** Begin RECORDS TO USE **

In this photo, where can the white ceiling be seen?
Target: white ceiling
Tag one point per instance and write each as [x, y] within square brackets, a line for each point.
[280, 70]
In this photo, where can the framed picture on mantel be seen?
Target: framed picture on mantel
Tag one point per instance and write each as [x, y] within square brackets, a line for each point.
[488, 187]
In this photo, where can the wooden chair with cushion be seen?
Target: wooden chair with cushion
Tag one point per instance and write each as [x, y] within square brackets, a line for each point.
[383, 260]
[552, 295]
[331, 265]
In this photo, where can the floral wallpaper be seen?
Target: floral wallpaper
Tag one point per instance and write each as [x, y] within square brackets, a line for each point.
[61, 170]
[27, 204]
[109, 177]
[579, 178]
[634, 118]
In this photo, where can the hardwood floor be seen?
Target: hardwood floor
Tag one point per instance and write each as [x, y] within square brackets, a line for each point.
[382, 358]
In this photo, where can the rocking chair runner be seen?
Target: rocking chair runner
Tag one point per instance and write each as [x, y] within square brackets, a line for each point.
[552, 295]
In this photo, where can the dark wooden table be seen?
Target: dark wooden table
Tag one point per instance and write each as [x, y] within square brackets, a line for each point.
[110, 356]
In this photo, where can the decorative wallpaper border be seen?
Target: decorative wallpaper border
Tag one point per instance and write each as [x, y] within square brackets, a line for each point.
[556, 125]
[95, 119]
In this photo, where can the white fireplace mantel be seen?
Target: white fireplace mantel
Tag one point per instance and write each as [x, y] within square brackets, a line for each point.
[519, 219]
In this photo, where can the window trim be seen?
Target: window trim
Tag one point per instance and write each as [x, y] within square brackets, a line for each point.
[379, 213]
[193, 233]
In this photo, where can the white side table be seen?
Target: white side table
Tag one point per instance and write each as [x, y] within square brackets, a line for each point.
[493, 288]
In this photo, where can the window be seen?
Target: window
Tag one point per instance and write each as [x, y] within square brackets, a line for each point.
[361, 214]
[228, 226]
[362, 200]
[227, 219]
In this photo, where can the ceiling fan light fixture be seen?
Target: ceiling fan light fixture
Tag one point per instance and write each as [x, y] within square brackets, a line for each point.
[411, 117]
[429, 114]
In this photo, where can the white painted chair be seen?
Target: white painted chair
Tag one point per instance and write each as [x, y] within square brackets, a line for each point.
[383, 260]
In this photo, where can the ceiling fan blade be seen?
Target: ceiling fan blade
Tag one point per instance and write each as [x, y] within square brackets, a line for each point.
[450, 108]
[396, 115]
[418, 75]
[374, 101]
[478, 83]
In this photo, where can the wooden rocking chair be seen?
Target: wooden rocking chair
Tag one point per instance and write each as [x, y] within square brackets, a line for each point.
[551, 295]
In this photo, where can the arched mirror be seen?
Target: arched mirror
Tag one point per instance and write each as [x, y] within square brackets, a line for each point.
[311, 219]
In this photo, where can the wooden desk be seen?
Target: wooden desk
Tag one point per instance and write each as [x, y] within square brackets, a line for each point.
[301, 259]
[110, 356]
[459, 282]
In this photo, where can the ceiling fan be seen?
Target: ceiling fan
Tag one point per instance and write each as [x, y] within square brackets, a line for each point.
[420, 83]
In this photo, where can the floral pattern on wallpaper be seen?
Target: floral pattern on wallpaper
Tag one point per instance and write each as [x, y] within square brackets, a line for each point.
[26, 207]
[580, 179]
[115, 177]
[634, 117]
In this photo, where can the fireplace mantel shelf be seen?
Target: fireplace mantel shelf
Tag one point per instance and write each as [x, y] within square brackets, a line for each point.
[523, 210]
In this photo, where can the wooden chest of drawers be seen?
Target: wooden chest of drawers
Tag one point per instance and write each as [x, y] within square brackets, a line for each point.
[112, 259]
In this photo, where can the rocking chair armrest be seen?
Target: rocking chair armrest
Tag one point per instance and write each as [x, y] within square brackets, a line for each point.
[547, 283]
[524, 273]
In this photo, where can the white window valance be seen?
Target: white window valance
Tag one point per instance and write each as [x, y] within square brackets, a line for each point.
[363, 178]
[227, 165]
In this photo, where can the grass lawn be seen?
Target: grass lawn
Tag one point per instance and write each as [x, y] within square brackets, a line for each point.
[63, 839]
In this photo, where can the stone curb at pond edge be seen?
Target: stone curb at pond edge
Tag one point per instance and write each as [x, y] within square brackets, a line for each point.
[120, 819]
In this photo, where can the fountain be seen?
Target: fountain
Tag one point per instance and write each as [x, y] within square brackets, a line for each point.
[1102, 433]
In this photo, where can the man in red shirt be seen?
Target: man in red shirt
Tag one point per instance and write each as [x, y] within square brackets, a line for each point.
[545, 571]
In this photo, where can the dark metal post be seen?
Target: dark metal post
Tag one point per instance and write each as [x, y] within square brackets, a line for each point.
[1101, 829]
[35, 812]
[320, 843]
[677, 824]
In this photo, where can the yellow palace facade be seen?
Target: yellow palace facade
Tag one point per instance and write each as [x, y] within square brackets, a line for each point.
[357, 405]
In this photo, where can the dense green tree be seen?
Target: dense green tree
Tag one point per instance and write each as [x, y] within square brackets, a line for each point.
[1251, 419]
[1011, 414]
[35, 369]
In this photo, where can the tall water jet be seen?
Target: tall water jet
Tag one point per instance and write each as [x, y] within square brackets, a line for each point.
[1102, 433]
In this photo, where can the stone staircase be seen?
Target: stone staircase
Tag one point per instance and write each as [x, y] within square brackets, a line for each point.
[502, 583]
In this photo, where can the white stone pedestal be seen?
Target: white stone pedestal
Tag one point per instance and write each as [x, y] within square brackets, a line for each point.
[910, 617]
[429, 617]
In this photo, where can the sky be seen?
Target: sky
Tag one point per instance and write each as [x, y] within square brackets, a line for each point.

** End RECORDS TO USE **

### YOUR TASK
Give the lines exactly as they stand, from the line with "In this photo, where can the stone staircase" through the end of the material.

### TASK OUTPUT
In this photo, where can the stone staircase be seen?
Target: stone staircase
Tag one point per instance and write each as [x, y] within square brackets, a line for each point.
[502, 583]
In this photo, where can the white stone pedestal be seen?
Target: white stone pedestal
Tag one point per instance and write each as [x, y] within square brackets, a line for each point.
[910, 617]
[429, 617]
In this photo, where can the sky be seen?
Target: sky
Tag one point per instance and write each as [x, y] within square brackets, a line for each point.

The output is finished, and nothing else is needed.